■ Given data:
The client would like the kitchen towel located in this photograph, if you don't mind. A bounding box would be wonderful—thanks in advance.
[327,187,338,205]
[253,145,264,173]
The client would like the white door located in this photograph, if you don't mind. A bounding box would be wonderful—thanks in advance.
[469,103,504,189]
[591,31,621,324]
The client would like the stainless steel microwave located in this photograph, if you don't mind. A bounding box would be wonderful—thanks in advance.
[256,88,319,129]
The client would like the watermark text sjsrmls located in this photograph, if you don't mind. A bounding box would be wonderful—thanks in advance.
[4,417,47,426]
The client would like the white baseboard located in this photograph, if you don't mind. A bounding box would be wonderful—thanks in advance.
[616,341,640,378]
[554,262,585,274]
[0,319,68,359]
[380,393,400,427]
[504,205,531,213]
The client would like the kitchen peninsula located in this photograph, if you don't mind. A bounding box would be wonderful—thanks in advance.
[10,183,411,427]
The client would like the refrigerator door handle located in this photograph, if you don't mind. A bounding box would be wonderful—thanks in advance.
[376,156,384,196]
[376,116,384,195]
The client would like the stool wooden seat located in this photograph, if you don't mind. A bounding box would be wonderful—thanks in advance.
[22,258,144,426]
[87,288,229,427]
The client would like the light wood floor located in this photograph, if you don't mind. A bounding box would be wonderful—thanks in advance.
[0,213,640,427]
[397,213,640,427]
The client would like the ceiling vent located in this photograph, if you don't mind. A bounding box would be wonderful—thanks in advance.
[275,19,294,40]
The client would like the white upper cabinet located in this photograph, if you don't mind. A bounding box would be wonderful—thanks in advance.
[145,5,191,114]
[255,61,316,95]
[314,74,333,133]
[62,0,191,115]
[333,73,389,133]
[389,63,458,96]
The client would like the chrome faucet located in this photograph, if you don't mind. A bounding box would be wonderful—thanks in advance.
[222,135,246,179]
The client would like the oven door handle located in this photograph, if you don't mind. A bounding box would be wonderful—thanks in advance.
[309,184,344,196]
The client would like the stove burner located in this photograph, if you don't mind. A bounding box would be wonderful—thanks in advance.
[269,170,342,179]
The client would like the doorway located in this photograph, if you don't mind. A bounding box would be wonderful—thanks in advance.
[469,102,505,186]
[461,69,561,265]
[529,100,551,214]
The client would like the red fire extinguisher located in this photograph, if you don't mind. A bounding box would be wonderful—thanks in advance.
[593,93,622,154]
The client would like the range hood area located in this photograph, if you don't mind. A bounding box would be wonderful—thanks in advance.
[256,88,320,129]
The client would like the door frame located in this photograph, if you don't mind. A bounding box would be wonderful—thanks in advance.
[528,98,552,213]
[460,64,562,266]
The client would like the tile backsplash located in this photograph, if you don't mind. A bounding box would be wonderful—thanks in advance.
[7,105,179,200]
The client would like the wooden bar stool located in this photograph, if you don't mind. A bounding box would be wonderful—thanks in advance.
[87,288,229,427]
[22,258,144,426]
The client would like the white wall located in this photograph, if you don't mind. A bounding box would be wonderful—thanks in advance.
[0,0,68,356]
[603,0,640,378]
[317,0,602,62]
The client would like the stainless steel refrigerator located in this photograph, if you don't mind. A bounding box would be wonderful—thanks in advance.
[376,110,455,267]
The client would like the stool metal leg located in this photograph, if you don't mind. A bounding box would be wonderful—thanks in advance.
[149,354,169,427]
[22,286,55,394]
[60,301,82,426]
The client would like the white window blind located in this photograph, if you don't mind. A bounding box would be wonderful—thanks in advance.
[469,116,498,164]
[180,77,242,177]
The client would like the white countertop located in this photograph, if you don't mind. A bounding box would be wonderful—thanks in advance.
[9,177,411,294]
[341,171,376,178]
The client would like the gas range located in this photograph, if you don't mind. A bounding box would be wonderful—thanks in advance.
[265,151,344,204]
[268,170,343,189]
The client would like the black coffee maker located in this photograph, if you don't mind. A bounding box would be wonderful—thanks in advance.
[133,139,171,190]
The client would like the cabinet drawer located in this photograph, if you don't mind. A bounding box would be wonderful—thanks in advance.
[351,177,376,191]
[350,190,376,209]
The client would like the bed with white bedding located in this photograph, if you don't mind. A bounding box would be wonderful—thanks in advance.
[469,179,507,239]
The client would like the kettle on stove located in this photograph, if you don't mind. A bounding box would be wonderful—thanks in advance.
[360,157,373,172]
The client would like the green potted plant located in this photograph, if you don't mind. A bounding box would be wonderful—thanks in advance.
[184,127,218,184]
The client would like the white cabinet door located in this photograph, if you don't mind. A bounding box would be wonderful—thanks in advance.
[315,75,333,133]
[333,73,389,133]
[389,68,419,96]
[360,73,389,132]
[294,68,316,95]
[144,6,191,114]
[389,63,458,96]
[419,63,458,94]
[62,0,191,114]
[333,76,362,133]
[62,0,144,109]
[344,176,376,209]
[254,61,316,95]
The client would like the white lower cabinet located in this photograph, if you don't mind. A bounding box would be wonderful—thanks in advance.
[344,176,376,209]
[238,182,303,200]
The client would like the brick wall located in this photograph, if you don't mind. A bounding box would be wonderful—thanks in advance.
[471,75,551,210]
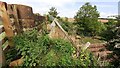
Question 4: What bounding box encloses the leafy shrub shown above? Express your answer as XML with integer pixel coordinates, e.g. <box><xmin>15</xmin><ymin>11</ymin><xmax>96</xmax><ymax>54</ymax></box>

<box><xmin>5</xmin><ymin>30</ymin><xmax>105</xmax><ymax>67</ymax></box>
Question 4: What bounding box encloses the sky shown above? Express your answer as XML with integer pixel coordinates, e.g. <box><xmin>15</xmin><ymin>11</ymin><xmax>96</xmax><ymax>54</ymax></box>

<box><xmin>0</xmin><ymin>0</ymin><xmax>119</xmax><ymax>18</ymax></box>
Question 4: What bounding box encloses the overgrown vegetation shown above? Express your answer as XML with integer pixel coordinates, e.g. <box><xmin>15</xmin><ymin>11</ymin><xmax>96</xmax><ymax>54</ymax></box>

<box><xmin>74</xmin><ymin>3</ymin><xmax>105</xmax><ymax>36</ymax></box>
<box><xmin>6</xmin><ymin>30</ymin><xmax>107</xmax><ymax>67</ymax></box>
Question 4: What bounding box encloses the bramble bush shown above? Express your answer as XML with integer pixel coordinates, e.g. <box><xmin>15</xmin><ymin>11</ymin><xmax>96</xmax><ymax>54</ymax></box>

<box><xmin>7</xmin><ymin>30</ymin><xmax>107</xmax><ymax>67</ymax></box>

* * *

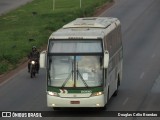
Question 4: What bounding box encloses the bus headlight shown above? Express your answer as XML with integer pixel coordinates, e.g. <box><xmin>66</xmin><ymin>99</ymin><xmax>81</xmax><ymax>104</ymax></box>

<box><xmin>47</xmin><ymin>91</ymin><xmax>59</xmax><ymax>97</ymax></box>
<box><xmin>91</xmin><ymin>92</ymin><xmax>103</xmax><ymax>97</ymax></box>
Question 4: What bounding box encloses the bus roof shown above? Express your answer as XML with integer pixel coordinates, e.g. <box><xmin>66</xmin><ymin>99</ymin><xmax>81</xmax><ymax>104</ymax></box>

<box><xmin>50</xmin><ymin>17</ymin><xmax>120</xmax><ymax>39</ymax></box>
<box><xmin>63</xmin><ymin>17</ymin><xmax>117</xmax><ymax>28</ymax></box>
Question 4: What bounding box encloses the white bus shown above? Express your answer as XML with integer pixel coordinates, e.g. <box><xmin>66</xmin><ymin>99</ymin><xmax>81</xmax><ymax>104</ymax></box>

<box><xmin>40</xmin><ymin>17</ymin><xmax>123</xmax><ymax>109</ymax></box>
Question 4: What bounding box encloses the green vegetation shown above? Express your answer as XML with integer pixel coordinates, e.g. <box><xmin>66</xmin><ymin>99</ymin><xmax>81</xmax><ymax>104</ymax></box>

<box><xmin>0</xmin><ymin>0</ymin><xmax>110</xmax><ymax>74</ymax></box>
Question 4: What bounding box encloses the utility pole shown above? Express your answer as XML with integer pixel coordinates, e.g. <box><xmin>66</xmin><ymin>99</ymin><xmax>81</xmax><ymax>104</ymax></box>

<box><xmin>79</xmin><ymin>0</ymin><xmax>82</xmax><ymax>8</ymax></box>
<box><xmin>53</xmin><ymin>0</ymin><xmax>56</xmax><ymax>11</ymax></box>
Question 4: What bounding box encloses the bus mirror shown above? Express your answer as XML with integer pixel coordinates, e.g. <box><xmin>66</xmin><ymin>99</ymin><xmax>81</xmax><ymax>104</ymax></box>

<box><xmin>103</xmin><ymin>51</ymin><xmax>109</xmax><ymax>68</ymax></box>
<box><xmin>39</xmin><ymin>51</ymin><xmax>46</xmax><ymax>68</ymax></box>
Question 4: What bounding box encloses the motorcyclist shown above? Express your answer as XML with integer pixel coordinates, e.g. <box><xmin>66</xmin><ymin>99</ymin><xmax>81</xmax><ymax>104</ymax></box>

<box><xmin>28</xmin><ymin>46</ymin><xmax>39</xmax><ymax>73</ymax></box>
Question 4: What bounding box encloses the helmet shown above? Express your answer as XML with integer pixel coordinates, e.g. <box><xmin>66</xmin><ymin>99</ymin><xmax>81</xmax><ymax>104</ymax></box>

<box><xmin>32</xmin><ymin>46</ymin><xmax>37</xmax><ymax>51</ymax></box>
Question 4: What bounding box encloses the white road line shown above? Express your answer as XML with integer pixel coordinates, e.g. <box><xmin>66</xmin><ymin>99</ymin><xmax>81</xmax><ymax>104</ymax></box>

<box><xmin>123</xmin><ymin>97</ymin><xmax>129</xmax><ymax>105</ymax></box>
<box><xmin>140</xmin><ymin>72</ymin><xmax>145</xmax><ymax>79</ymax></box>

■ Directions for this task:
Express the stretch of lines above, from the line that contains "The client would like the stainless steel refrigerator" through the line that contains "[350,190,376,209]", as a Markdown table with the columns "Row" and "Line". Give each line its row number and skip any blank lines.

■ Result of the exercise:
| Row | Line |
|---|---|
| 1 | The client would like the stainless steel refrigerator located in this photograph, if you don't mind. A bounding box would be wonderful—thanks in advance. |
| 2 | [376,110,455,267] |
| 3 | The client would like the stool metal leg located in this photograph, if you don't mind. A bounding box would be wonderful—thanks in advance. |
| 4 | [149,354,169,427] |
| 5 | [22,286,55,394] |
| 6 | [60,301,82,426] |
| 7 | The client would like the white window blind located in this photograph, if you don't mind. A bounding box would be wonderful—thanks in advance. |
| 8 | [469,116,498,164] |
| 9 | [180,77,242,177] |
| 10 | The client would like the white countertop located in this photograph, if you don't mind. A bounding box would be wonderful—thanks in advance. |
| 11 | [9,177,411,294] |
| 12 | [341,171,376,178] |
| 13 | The client would like the gas range located in this photograph, if you don't mind. A bounding box would be wonderful—thanks in advance. |
| 14 | [265,151,344,204] |
| 15 | [268,170,343,189] |
| 16 | The client would like the black coffee maker located in this photograph, if you don't mind. A bounding box would be wonderful—thanks in advance. |
| 17 | [133,139,171,190] |
| 18 | The client would like the cabinet drawer located in this photograph, if you don't mind. A bounding box would be wonderful—thanks in advance. |
| 19 | [351,177,376,191] |
| 20 | [350,190,376,209] |